> Reading passage
**********

# Ranger's Tribute to Daisy - Eating a Raw Fish



## Ranger (Nov 11, 2009)

After Jo Ellen's cute video of her adorable Daisy eating a raw mackeral, I decided to give it a try with Ranger. His fish was a little smaller (only 5 oz) and frozen, but he definitely enjoyed it. In fact, I'd say it's his new favourite food!

Here are some pics of Ranger eating his raw fish:

"Mmmm, I don't know what that is but it smells GOOD!"


Going for the best part first - the head.



Ranger's look of bliss - glazed eyes, drool everywhere...headless fish.


"The best part is gone, mom."


----------



## Jo Ellen (Feb 25, 2007)

Aw, well this is a wonderful tribute to Daisy! :bowl:

Headless fish LOL

Daisy's out of mackeral for the time being, can't even find any at the grocery store but she's getting a daily scoop of tripe with her meals, and honestly, I can't tell which she loves more now! 

Dogs are so gross, but oh how we love them! :wave:


----------



## Ranger (Nov 11, 2009)

Ranger thought canned sardines were good, but this is a whole new level of tastiness! He's very grateful to you for posting that video and inspiring me! I'm already making a list of things to get on our next shopping trip to the asian market - I might grab a BIG mackeral this time.

Oh yeah, the tripe...so stinky! Ranger got some yesterday and had tripe burps for the rest of the day. Deliciousness.

How often do you feed Daisy fish?


----------



## Laurie (Sep 20, 2009)

Oh am I glad I already ate breakfast!!! I can handle almost anything but the thought of my dogs tearing the head off of a fish is just kind of ....morbid!! Well, I suppose I could just not watch.....

So glad Ranger enjoyed his fish....certainly looks like he did!!!


----------



## Ranger (Nov 11, 2009)

It actually wasn't too gross, suprisingly! It was frozen so he just kinda chewed on it happily. He ate it pretty quick, too. I found feeding him the pork lung the other day was grosser! He really liked playing around with it before he ate it - gross!


----------



## Karen519 (Aug 21, 2006)

*Ranger*

Very Cute!

I'm in love with Ranger!


----------



## Jo Ellen (Feb 25, 2007)

I like to give Daisy a fish meal every week. Though when she's fishing at the lake, she gets fish several times a week. All they have at the grocery store now is tilapia and I have no experience with that so still just thinking about it.


----------



## Katie and Paddy's Mum (Mar 31, 2010)

hahaha, I just love that first picture where he is licking his lips. He's like "wow, what kind of delicacy does she have for me now?!" 
What a very lucky boy.

Katie and Paddy both love their canned mackerel. But I bet this was a whole new experience for him. 
As always he looks amazing ...

and yea, the pork lung would have definitely had my stomach in twists!!

**********

> Stored data
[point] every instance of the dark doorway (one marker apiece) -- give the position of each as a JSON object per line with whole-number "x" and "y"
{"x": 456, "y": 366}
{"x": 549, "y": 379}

**********

> What this exercise asks
1. In the forum thread about Ranger eating raw fish, how much did Ranger's fish weigh?
2. From the forum thread about Ranger eating raw fish, copy everything from "# Ranger's Tribute" down to "new favourite food!".

> Outputs
1. 5 oz

2.
# Ranger's Tribute to Daisy - Eating a Raw Fish



## Ranger (Nov 11, 2009)

After Jo Ellen's cute video of her adorable Daisy eating a raw mackeral, I decided to give it a try with Ranger. His fish was a little smaller (only 5 oz) and frozen, but he definitely enjoyed it. In fact, I'd say it's his new favourite food!